(Region pointing data)
◆ ◆ ◆ ◆

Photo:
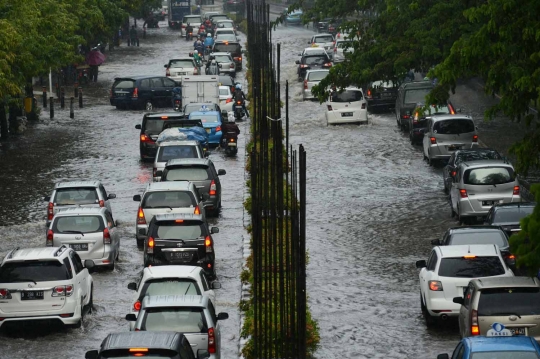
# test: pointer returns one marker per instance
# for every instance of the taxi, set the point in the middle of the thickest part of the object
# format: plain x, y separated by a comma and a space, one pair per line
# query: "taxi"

◆ ◆ ◆ ◆

*What this task involves*
Every entry above should be duplicated exactly. Do not include the images.

*Your response*
Photo:
# test: pointer returns one marker per instance
# for every instance of the taxi, set the point in the middle of the thickest part of the object
# format: plain x, y separated by a comma and a space, one pair per line
# query: "taxi"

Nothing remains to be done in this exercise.